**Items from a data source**
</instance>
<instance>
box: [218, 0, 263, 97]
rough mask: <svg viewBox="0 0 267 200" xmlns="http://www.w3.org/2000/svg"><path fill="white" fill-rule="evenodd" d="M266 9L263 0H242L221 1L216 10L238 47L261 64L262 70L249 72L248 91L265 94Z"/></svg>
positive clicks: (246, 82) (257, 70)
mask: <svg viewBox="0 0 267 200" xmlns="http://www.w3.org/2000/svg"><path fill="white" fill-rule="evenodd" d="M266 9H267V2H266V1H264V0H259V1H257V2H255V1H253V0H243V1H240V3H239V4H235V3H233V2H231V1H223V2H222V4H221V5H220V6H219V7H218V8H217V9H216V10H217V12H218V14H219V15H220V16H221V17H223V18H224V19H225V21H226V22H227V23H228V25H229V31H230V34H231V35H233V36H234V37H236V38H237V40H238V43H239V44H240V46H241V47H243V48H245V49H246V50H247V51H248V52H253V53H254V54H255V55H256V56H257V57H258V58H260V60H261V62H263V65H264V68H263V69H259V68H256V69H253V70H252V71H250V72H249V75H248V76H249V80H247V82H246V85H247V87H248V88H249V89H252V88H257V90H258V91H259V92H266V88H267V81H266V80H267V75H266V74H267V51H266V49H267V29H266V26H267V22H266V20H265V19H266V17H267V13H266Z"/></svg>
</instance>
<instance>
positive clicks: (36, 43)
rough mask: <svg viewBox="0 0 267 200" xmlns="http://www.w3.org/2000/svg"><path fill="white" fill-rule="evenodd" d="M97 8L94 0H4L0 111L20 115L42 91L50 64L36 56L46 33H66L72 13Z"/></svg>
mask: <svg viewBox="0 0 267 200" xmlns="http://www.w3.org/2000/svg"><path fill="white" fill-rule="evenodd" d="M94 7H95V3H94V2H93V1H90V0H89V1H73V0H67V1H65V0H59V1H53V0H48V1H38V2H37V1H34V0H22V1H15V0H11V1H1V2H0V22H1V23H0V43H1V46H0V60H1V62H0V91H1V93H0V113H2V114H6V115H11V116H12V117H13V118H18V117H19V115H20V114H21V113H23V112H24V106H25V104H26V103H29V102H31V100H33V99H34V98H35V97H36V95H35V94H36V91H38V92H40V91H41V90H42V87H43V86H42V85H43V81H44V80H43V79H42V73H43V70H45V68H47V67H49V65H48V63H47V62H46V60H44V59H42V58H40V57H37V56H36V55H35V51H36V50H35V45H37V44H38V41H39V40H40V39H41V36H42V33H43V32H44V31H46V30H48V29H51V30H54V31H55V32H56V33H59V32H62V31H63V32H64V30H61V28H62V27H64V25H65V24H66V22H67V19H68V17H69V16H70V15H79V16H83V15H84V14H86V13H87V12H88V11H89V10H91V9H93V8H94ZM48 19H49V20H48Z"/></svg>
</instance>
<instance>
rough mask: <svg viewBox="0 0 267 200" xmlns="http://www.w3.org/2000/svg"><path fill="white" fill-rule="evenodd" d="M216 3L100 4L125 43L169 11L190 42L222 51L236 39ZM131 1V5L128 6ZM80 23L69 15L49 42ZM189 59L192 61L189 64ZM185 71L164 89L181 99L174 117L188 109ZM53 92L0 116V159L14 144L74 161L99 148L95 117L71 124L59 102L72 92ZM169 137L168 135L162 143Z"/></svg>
---
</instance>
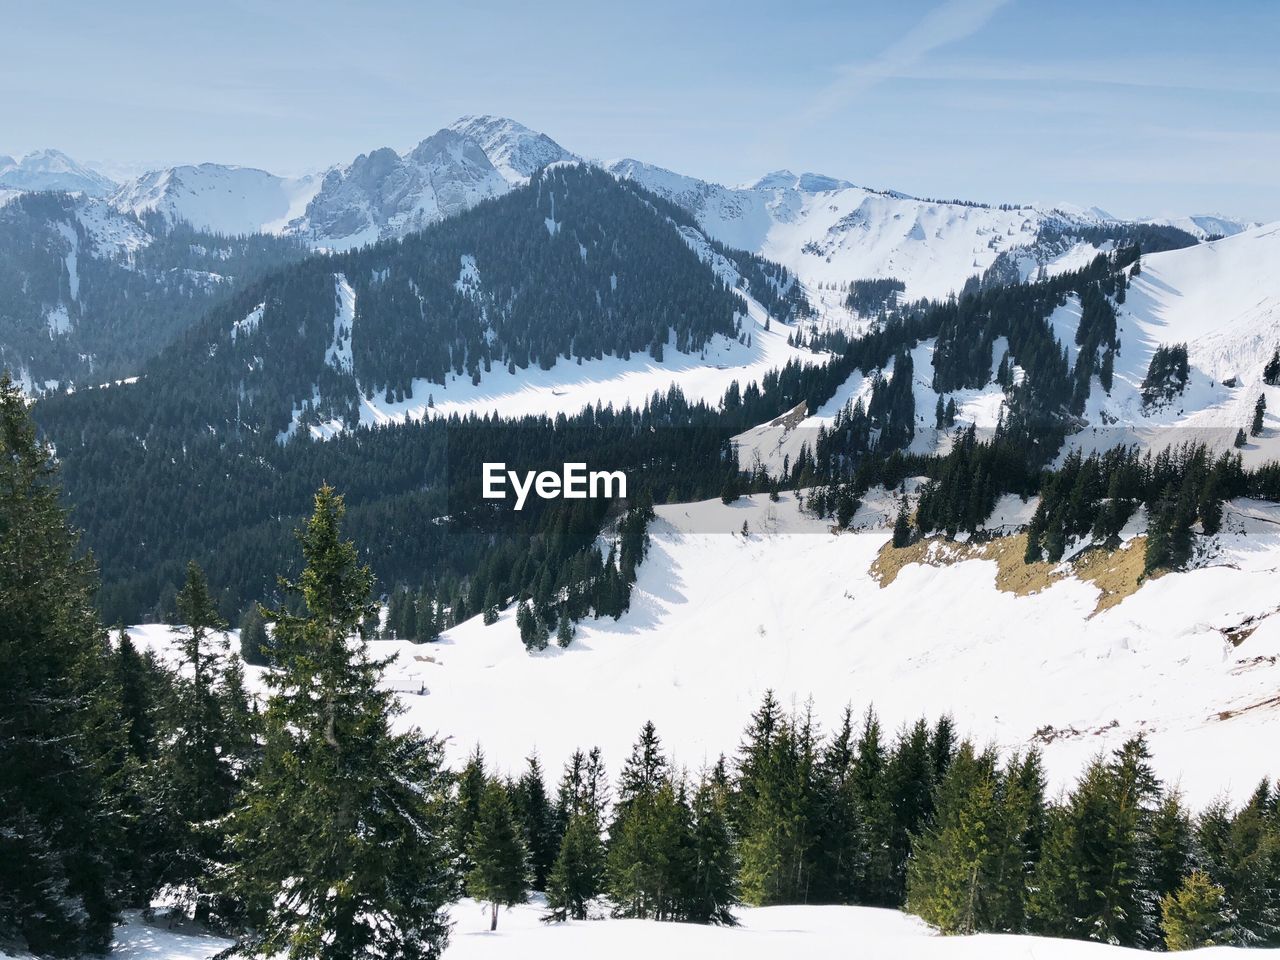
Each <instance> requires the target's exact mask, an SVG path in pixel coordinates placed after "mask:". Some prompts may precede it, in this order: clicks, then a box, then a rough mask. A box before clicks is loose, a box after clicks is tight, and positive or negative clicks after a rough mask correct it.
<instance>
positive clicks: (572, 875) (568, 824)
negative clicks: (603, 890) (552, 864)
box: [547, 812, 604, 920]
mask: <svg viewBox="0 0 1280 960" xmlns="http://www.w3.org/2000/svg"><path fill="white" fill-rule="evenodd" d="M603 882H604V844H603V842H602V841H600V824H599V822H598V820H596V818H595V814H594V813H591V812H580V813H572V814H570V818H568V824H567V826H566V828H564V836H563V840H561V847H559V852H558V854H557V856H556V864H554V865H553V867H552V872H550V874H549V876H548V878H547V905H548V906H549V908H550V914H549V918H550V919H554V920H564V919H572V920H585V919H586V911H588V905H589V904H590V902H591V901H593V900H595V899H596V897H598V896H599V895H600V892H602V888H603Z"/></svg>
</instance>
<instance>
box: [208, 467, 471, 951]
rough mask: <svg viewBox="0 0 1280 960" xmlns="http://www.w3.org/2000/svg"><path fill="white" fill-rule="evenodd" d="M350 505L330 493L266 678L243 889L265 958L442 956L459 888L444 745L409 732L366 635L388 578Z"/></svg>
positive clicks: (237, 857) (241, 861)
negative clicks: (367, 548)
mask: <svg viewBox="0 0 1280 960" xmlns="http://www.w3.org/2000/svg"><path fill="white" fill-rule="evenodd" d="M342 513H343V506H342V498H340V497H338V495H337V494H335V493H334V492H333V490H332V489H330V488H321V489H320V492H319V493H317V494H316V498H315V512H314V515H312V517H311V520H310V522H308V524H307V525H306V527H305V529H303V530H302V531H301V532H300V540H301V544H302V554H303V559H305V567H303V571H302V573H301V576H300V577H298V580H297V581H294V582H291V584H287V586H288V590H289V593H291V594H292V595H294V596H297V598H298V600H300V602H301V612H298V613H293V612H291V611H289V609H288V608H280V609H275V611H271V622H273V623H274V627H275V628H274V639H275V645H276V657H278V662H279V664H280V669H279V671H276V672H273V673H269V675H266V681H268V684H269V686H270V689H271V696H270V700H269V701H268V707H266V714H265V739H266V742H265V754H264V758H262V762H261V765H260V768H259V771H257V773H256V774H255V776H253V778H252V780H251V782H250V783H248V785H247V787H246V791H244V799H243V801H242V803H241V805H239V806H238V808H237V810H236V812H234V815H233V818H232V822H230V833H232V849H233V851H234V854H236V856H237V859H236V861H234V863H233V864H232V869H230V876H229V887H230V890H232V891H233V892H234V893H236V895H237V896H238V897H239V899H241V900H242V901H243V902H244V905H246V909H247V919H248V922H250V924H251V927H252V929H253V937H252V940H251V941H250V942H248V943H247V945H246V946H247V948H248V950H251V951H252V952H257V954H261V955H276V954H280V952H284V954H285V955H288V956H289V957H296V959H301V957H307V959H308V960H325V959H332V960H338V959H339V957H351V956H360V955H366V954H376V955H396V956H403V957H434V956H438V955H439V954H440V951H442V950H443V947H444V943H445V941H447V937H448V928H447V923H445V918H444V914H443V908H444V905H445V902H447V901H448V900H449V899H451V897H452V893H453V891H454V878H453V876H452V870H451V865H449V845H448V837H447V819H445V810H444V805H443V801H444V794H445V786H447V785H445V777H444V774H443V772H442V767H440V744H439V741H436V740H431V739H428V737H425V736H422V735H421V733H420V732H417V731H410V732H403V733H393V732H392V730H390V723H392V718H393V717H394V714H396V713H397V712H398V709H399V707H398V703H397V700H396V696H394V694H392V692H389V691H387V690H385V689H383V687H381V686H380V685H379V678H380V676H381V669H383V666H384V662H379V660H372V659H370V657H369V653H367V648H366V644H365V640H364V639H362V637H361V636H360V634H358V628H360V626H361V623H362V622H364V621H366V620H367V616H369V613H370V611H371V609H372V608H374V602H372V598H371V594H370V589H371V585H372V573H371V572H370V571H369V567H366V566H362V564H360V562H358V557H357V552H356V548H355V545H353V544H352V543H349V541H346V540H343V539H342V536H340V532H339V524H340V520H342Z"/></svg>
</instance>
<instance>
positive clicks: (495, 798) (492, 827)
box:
* * *
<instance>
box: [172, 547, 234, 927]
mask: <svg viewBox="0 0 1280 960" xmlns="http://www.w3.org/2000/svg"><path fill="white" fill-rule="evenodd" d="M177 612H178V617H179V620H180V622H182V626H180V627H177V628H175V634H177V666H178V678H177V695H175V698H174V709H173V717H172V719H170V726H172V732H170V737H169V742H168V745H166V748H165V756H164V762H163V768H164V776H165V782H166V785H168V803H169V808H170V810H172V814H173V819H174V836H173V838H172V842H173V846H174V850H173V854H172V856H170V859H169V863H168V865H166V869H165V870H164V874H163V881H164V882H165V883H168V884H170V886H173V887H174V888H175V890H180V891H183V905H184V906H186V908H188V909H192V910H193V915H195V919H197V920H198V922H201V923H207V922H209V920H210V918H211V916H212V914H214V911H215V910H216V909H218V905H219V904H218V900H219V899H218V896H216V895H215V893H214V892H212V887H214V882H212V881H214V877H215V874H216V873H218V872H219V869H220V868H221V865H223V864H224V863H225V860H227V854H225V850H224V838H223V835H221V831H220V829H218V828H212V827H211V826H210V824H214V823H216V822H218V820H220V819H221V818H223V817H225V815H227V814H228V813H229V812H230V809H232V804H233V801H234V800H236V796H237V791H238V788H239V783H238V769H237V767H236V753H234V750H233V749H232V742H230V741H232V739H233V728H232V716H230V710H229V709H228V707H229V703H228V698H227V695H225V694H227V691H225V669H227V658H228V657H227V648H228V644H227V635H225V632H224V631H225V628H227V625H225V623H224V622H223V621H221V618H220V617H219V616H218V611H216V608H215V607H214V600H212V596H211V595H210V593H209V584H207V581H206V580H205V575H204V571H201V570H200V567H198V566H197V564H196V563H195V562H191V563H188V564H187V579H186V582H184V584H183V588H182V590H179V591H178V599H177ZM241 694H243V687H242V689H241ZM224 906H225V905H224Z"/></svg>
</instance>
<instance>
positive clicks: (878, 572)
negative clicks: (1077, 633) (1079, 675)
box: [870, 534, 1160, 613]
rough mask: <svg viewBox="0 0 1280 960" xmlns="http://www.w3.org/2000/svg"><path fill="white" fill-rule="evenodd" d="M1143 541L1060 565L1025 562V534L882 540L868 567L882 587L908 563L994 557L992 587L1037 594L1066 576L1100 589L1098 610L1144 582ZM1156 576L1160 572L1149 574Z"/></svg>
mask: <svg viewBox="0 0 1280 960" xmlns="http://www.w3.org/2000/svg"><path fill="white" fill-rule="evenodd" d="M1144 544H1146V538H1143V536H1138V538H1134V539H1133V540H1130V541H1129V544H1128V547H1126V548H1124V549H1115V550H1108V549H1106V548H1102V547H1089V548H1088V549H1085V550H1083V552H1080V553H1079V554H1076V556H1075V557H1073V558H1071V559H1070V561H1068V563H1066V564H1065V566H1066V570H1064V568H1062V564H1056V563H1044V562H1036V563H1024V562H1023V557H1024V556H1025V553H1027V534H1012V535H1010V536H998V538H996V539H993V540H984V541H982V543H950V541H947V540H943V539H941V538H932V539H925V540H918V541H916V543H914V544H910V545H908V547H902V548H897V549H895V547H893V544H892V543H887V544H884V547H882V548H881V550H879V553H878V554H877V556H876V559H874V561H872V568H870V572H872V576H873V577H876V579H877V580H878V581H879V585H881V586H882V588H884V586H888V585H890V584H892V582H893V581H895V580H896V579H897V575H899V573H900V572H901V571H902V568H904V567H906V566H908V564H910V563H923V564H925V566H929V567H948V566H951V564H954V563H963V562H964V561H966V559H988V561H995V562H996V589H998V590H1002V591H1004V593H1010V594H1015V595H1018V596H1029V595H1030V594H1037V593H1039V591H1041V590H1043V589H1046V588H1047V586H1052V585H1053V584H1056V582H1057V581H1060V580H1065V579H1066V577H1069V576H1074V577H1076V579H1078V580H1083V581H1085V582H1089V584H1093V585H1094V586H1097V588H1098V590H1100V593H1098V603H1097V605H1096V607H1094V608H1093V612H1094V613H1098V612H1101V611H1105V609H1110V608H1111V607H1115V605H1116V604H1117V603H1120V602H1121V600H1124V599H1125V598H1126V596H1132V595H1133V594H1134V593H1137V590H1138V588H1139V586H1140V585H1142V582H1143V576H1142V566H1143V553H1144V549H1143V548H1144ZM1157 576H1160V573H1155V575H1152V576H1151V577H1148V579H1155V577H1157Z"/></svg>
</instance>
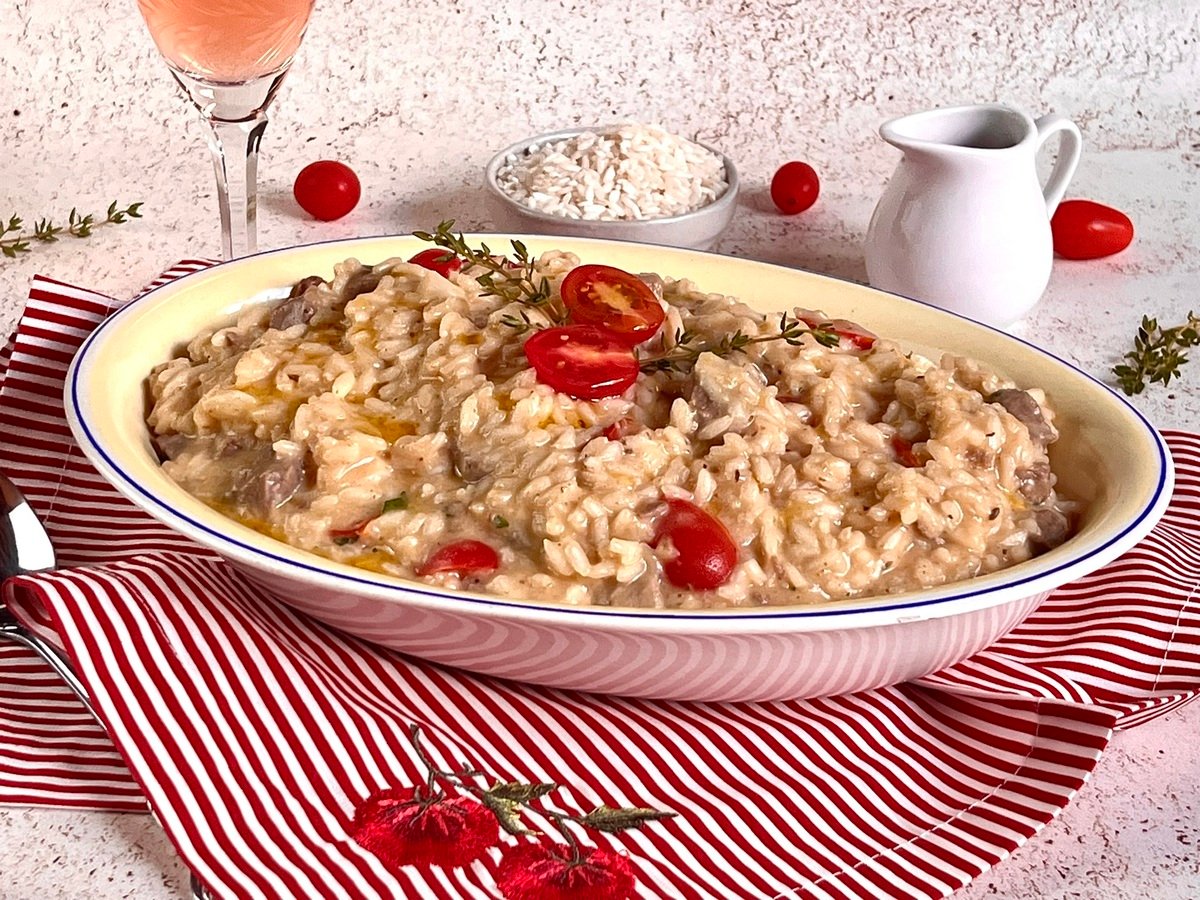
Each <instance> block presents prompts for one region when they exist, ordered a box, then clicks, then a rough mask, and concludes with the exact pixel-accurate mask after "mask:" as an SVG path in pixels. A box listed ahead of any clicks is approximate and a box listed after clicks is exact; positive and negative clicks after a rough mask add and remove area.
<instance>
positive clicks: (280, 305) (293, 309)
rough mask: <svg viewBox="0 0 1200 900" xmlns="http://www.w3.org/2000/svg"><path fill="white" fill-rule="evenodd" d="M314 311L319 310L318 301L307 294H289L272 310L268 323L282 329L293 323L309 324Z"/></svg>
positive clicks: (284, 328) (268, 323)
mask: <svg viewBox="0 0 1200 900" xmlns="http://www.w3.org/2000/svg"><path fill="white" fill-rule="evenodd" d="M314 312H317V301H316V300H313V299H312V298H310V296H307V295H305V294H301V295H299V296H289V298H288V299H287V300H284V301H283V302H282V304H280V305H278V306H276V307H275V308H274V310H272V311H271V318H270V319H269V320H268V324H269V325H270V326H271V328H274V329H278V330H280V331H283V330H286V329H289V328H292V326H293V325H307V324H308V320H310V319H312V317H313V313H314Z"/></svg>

**EXERCISE**
Among the records, find every line holding the word "prompts" and copy it.

**SOLUTION FOR THIS TASK**
Each <instance> requires the target's exact mask, an SVG path in pixel coordinates placed after "mask:". Some prompts may precede it, in this order: clicks, then a box, then a rough mask. A box before clicks is loose, a box after clicks is tight, and positive or negative clicks after a rough mask correct it.
Each <instance> block presents prompts for one region when they exist, ordered a box, then clicks, then a rough mask, and concludes with the exact pixel-accurate mask after "mask:" as an SVG path in pixels. A box listed ahead of any clicks is approximate and a box listed after clicks is exact; positive and negative clicks after a rough mask add and remove area.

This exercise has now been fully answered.